→ STATED EXERCISE: Return each line of the entries below word for word, omitting the pictures.

[Start MATERIAL FOR THIS TASK]

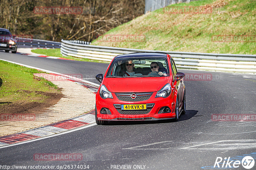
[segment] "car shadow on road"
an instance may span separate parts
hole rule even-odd
[[[180,115],[178,122],[183,121],[190,119],[196,115],[198,110],[187,110],[185,115]],[[170,123],[176,122],[175,119],[157,120],[155,121],[110,121],[106,125],[125,125],[129,124],[157,124],[159,123]]]

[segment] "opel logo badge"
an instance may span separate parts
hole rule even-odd
[[[132,99],[135,99],[137,97],[137,95],[135,93],[132,93],[131,95],[131,98]]]

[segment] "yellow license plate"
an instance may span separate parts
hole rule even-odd
[[[122,104],[122,110],[143,110],[147,109],[146,104]]]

[End MATERIAL FOR THIS TASK]

→ WRITTEN RESPONSE:
[segment] "car shadow on road"
an instance may span separate parts
hole rule even-odd
[[[180,115],[178,122],[183,121],[190,119],[196,115],[198,110],[187,110],[185,115]],[[170,123],[176,122],[175,119],[157,120],[155,121],[110,121],[106,125],[125,125],[129,124],[157,124],[159,123]]]

[segment] "opel logo badge"
an instance may span separate parts
hole rule even-odd
[[[132,99],[135,99],[137,97],[137,95],[135,93],[132,93],[131,95],[131,98]]]

[segment] "yellow license plate"
an instance may span separate parts
hole rule even-odd
[[[122,104],[122,110],[143,110],[147,109],[146,104]]]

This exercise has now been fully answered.